((
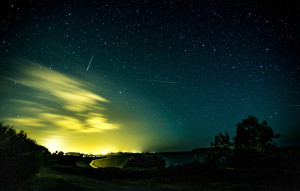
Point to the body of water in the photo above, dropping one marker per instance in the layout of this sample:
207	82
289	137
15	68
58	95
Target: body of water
172	159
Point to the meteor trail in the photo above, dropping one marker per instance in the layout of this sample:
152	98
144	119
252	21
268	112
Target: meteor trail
87	69
158	81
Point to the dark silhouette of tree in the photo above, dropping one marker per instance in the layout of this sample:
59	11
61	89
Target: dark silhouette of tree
253	145
20	156
220	150
250	135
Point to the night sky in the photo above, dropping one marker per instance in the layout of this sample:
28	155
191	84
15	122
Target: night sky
101	76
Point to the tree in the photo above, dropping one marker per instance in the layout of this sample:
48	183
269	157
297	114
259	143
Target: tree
220	150
250	135
252	146
20	156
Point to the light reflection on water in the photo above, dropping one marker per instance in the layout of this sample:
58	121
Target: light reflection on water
173	159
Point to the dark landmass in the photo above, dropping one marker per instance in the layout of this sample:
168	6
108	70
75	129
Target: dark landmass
67	175
25	165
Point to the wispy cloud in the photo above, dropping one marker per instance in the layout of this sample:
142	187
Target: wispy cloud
58	102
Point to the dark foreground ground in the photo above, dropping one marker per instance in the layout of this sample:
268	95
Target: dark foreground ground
193	176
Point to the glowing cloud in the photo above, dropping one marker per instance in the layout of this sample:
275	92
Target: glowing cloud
58	104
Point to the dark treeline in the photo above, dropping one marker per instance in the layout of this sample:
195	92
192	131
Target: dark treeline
248	160
20	156
253	146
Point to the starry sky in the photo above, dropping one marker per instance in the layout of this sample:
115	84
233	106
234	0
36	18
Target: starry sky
101	76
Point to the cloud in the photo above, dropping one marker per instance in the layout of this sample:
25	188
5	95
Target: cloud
))
▶ **Required task**
Format the records above as a JSON list of strings, one string per line, with blank lines and the pictures left out.

▶ **Final answer**
[
  "Point to the body of water in the photo above, dropping one marker per instance in the layout of this sample:",
  "207\t82",
  "289\t137",
  "15\t68",
  "58\t95",
  "Target: body of water",
  "172\t159",
  "Point to the meteor trail in the photo above, dropping one marker per instance in the layout of this sample:",
  "152\t98",
  "144\t119",
  "252\t21",
  "268\t112",
  "Target: meteor trail",
  "87\t69",
  "158\t81",
  "Point to the dark silhouette of tree in the photo above, dropping one marker per instance in the layout of this sample:",
  "59\t11",
  "61\t89",
  "Target: dark silhouette of tree",
  "253\t145",
  "20\t156",
  "220\t150",
  "250\t135",
  "Point to the night sky in the photo above, dropping one marker per instance in the layout of this sample:",
  "28\t155",
  "191\t84",
  "15\t122",
  "Target: night sky",
  "101\t76",
  "Point to the tree in the photo above, dropping one marker per instance in the layout of this sample:",
  "48\t183",
  "269\t157",
  "297\t114",
  "259\t143",
  "Target: tree",
  "220\t150",
  "250\t135",
  "252\t146",
  "20\t156",
  "Point to the light reflection on water in the photo above, dropping one marker per instance in the layout of this sample:",
  "58\t121",
  "Target: light reflection on water",
  "173\t159",
  "Point to the dark landmass in the photo above, dropping one marker per instance in the layout of this sample:",
  "168\t6",
  "108\t70",
  "75\t129",
  "Target: dark landmass",
  "67\t175",
  "25\t165",
  "Point to the wispy cloud in the photo above, dropping one marker per instance in the layout of this sample:",
  "142\t187",
  "Target: wispy cloud",
  "58\t102",
  "Point to the dark foreground ground in the photo above, dropping one marker per instance in the layout of this sample:",
  "268\t95",
  "Target: dark foreground ground",
  "193\t176",
  "Point to the glowing cloud in the photo above, dropping one marker per instance in the layout of this sample:",
  "275\t92",
  "Target: glowing cloud",
  "58\t104",
  "Point to the dark treeline in the photo above, dropping one marker per instance in the layout of this sample:",
  "195\t92",
  "192\t131",
  "Target: dark treeline",
  "248\t160",
  "20\t156",
  "253\t146",
  "Point to the starry sky in the photo above, dropping one marker per instance in the layout of this sample:",
  "115\t84",
  "233\t106",
  "234\t0",
  "36\t18",
  "Target: starry sky",
  "101\t76",
  "Point to the cloud in the photo above, dropping one marker per instance in the layout of this sample:",
  "25\t188",
  "5\t95",
  "Target: cloud"
]